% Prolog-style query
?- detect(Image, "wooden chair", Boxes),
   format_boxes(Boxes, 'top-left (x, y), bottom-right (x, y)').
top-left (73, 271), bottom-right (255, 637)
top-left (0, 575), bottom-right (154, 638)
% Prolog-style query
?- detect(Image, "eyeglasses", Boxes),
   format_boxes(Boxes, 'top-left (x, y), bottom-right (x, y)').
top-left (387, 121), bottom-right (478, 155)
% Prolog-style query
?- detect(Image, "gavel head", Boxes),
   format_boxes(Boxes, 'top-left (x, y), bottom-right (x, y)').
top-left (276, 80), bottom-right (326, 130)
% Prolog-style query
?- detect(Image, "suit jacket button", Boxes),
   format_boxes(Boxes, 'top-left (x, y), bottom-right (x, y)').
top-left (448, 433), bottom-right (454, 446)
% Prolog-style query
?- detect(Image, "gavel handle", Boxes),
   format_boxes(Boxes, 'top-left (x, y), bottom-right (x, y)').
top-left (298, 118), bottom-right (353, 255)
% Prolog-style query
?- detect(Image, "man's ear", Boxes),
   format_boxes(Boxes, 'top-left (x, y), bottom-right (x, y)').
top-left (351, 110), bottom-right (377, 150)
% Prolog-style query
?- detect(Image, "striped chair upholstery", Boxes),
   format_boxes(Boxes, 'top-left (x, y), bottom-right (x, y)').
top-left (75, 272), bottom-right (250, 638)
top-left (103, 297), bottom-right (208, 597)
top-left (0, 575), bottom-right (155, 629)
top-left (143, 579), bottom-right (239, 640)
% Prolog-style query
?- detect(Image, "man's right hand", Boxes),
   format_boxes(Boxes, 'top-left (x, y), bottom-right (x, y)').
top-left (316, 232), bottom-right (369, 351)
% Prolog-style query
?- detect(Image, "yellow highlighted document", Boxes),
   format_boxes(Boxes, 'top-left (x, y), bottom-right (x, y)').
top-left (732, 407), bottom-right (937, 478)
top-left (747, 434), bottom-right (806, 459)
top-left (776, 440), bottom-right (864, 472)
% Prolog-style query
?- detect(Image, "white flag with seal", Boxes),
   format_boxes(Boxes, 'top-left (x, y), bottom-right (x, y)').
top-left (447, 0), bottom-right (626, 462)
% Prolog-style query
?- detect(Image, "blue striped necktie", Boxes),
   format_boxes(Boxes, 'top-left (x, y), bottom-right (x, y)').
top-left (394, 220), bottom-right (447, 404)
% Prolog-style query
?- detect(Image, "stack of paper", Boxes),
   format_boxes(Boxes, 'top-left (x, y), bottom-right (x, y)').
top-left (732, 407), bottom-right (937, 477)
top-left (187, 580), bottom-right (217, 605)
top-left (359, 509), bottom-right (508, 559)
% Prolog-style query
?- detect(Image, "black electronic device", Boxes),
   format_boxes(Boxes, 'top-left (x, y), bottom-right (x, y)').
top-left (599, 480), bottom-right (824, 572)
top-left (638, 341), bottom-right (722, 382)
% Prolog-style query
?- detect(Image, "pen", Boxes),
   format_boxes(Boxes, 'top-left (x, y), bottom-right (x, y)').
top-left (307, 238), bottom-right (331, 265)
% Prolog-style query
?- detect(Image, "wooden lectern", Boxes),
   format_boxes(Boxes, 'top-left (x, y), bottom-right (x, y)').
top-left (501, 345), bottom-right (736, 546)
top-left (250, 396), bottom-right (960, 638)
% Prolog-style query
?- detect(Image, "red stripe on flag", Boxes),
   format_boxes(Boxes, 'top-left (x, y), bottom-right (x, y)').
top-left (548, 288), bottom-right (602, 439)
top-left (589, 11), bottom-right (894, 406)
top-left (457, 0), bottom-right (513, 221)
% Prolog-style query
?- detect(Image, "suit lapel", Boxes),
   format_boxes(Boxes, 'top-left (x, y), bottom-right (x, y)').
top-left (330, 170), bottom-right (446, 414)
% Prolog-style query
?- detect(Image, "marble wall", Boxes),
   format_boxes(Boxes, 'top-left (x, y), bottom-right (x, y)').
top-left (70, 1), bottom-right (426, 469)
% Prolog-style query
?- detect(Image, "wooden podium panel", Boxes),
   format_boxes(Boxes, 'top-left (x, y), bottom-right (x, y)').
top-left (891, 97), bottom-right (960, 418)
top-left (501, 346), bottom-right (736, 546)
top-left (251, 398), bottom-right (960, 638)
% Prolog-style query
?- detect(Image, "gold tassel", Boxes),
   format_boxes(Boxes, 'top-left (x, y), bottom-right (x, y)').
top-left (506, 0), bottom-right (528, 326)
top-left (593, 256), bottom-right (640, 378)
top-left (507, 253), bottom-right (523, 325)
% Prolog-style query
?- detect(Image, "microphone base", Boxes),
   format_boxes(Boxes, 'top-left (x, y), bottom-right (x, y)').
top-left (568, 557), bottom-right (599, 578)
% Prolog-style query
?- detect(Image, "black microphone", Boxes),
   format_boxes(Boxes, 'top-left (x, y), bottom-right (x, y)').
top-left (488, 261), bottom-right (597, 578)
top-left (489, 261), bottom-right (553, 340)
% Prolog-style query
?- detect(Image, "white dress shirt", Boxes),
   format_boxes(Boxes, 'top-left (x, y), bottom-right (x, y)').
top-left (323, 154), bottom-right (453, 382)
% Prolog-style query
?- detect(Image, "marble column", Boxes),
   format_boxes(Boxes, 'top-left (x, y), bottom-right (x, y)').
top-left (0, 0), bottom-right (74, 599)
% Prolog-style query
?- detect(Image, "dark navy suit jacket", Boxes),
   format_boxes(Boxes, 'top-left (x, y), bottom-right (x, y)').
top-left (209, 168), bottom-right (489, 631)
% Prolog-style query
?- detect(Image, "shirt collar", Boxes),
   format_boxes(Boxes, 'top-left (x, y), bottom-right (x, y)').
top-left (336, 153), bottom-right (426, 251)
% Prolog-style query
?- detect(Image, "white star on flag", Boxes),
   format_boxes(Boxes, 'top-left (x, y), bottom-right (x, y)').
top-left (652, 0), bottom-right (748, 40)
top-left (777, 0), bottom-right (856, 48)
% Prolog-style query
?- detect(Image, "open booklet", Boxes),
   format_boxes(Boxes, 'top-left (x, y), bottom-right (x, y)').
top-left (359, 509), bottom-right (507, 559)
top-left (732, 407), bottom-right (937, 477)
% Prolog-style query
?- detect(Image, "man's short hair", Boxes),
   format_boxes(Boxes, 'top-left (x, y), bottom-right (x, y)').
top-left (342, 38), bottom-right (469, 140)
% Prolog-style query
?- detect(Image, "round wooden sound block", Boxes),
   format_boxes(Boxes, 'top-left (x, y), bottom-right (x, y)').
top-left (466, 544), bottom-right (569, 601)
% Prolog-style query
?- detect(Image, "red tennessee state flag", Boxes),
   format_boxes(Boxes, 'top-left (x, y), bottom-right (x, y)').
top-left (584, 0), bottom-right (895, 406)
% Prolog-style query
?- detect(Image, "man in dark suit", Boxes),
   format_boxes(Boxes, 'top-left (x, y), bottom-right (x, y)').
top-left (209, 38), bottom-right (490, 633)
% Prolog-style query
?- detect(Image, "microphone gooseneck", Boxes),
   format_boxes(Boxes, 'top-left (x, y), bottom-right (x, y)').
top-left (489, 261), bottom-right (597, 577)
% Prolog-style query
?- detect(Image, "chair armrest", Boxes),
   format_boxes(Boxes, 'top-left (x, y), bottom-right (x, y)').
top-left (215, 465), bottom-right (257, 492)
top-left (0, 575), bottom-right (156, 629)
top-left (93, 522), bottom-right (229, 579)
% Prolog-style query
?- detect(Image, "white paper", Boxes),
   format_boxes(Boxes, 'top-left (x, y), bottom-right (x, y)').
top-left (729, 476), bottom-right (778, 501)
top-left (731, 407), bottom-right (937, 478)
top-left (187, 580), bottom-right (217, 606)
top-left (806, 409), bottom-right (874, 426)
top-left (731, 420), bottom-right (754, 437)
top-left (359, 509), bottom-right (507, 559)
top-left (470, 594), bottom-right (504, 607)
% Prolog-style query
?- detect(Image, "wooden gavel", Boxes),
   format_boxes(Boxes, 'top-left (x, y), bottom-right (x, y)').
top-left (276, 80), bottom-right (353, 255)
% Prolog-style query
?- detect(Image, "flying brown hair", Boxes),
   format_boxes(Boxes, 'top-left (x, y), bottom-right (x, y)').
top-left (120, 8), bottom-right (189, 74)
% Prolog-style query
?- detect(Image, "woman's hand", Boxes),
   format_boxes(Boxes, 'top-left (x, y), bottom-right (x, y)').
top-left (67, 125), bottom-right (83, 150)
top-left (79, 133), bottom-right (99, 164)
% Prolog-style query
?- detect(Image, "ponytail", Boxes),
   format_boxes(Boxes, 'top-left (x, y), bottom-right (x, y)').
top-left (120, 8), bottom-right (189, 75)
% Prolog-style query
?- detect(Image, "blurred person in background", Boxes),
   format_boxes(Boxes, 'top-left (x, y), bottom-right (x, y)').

────

• _What is required_:
Read the listing line by line, and copy each line in which the word "black" is found.

• _Exercise result_:
?- detect(Image, "black electronic device", Boxes),
?- detect(Image, "black microphone", Boxes),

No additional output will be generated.